WHAT IS EXPECTED: Exactly the lines from the beginning of the material to the line with "# response lists one point per instance, each like pixel 216" are to be repeated, both ends included.

RECORDS SUPPLIED:
----------
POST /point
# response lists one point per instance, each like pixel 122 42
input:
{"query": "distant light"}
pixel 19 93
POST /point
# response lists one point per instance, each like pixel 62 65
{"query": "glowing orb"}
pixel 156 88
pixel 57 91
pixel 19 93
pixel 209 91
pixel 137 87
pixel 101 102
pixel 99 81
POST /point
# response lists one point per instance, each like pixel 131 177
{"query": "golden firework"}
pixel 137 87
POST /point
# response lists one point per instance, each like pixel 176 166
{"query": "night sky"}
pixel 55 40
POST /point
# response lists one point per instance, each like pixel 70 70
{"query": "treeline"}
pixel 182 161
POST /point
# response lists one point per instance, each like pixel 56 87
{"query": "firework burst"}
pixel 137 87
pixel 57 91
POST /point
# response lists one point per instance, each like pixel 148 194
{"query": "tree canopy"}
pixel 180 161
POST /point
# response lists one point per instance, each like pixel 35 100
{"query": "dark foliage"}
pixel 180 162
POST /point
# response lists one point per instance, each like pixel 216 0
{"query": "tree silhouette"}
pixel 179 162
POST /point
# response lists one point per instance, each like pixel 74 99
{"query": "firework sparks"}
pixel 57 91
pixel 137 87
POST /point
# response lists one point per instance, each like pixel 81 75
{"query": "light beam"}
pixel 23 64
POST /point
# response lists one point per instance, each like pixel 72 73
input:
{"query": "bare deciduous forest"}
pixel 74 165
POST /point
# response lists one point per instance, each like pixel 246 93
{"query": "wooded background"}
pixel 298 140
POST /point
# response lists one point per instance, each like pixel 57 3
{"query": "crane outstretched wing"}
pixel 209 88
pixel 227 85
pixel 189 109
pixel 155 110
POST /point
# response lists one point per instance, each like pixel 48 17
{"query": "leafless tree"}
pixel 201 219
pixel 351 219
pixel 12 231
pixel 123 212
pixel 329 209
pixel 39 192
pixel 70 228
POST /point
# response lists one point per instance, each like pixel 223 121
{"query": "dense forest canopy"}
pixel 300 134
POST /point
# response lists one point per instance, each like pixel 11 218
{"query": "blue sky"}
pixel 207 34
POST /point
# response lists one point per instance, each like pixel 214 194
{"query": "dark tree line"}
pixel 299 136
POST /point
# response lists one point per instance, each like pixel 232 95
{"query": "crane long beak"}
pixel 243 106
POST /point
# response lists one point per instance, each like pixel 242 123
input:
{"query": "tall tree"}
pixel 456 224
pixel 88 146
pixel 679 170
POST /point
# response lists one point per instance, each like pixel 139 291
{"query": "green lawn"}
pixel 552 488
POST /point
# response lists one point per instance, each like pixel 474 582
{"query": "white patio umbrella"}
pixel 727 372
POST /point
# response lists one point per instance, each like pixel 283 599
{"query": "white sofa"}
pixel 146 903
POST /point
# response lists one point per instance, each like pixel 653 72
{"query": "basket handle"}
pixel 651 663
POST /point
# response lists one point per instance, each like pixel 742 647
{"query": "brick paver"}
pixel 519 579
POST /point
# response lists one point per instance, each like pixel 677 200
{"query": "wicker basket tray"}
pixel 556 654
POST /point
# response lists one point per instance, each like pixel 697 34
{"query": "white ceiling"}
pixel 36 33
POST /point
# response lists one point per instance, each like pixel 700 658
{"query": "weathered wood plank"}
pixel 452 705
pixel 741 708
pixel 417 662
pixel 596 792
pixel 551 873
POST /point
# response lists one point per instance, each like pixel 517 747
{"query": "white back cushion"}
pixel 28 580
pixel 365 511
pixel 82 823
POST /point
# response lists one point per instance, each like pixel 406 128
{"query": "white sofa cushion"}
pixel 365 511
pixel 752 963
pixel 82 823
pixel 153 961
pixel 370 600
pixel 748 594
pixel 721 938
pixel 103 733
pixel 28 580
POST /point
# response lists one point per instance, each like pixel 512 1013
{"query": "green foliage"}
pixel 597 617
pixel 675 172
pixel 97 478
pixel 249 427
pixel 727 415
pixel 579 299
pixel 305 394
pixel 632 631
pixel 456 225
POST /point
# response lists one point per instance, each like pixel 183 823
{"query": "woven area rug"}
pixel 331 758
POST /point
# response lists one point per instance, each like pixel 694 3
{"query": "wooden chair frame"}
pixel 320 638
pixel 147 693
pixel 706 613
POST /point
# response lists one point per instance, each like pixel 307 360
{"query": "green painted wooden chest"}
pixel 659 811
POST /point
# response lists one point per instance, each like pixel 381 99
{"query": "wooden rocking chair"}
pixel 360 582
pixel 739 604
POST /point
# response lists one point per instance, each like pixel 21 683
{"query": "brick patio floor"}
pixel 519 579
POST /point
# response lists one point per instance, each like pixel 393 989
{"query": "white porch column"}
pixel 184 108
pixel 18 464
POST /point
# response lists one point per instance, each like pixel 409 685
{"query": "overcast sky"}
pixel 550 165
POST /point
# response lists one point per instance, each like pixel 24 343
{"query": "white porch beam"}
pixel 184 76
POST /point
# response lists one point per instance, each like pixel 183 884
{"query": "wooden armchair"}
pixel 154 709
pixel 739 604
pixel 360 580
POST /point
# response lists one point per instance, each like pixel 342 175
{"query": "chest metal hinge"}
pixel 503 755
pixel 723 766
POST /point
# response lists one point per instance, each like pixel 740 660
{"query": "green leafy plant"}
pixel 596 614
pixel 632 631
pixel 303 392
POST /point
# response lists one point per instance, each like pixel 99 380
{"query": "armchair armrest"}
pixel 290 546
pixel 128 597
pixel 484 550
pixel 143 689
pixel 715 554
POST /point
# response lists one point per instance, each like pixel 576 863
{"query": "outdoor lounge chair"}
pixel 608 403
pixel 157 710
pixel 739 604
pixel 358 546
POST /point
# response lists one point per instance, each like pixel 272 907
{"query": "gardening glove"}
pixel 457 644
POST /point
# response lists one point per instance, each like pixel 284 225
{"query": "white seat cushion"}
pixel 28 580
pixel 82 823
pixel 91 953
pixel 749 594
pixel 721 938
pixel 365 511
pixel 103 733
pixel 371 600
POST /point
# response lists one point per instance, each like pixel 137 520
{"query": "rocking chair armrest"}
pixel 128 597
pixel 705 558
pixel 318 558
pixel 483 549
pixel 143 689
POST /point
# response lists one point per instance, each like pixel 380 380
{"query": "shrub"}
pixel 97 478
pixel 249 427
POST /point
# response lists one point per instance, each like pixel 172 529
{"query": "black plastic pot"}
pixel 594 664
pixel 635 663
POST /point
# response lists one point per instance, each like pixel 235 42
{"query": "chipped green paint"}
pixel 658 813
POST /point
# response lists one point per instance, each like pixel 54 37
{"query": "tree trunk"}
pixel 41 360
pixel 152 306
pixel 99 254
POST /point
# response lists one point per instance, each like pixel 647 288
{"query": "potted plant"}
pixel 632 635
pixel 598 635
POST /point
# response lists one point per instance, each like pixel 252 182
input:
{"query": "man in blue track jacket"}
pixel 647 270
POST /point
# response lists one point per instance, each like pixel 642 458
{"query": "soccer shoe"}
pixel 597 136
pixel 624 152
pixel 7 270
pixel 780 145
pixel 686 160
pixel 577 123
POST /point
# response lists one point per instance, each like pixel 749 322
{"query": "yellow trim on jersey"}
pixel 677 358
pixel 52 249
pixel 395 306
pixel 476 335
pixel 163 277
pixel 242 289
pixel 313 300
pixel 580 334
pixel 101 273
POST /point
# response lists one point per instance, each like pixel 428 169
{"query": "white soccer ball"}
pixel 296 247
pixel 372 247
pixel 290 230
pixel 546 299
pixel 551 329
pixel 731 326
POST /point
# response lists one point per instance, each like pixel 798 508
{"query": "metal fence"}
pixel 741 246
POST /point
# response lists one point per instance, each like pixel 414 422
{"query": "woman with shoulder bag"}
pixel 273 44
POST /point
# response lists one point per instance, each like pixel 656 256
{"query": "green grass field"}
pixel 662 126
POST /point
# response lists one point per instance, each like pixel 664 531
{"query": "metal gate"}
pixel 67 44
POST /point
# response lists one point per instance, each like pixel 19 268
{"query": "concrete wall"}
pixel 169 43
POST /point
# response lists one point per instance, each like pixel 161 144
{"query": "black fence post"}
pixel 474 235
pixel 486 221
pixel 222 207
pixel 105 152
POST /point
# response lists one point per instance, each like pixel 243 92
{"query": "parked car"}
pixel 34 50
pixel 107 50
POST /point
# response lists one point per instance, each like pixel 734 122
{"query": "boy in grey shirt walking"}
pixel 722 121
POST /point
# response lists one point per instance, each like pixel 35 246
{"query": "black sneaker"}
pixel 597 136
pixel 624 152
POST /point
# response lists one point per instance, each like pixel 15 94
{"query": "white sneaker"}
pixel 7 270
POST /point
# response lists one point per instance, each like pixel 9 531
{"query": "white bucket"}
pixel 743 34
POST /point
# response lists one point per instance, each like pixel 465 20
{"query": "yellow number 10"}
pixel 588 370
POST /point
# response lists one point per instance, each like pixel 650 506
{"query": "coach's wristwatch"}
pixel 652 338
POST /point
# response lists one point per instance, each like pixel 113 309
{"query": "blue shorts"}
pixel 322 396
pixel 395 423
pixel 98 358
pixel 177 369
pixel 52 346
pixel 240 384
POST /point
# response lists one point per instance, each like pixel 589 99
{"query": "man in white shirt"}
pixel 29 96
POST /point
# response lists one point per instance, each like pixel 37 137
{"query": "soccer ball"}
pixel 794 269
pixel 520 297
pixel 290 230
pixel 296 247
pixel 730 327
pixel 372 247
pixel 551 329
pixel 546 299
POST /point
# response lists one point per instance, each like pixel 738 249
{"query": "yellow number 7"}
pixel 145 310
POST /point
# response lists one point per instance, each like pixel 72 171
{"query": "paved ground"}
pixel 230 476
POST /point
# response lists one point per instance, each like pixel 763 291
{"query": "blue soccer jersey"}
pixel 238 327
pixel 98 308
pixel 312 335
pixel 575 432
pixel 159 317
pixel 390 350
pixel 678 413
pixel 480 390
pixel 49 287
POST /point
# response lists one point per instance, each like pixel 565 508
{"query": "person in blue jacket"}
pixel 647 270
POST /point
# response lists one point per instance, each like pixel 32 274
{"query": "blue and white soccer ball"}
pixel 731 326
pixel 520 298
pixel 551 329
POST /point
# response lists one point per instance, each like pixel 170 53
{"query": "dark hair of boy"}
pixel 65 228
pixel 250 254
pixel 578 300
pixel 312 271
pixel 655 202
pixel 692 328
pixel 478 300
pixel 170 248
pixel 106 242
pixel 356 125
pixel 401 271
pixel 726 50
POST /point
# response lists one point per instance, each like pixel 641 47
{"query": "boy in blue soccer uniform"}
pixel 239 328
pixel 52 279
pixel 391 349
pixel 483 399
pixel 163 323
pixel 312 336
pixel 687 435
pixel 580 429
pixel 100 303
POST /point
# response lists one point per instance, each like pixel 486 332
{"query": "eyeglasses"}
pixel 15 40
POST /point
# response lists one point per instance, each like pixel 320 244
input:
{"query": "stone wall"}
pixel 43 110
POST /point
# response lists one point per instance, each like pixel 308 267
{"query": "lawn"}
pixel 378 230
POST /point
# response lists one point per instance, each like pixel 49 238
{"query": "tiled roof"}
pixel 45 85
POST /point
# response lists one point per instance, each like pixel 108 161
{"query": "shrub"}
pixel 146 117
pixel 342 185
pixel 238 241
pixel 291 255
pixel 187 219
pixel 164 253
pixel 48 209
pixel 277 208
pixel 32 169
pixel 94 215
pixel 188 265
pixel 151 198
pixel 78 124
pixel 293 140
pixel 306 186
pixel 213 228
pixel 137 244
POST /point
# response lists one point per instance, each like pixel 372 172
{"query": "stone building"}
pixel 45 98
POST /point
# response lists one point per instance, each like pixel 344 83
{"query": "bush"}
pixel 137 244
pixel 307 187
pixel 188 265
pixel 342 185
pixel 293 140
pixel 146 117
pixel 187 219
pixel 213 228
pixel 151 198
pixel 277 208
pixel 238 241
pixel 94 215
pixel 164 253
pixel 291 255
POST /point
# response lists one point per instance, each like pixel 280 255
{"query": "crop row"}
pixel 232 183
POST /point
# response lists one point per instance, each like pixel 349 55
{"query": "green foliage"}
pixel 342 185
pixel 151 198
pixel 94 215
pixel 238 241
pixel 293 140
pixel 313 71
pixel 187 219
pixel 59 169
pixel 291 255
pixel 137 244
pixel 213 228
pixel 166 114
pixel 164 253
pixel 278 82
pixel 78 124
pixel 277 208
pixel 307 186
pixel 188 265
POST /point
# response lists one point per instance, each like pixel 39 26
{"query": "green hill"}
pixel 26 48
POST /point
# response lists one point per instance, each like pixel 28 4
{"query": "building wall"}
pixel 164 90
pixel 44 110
----------
RESULT:
POST /point
# response lists one point per instance, each like pixel 122 42
input:
{"query": "distant light"}
pixel 19 93
POST /point
# response lists one point per instance, each like pixel 62 65
{"query": "glowing orb"}
pixel 156 88
pixel 57 91
pixel 19 93
pixel 209 91
pixel 137 87
pixel 101 102
pixel 99 81
POST /point
# response lists one point per instance, each like pixel 131 177
{"query": "golden firework"}
pixel 137 87
POST /point
# response lists one point per instance, each like pixel 176 166
{"query": "night sky"}
pixel 55 40
POST /point
# response lists one point per instance, each like pixel 70 70
{"query": "treeline"}
pixel 182 161
POST /point
# response lists one point per instance, each like pixel 56 87
{"query": "firework burst"}
pixel 137 87
pixel 57 91
POST /point
# response lists one point per instance, each like pixel 148 194
{"query": "tree canopy"}
pixel 180 161
POST /point
# response lists one point per instance, each like pixel 35 100
{"query": "dark foliage"}
pixel 180 162
POST /point
# response lists one point per instance, each like pixel 216 0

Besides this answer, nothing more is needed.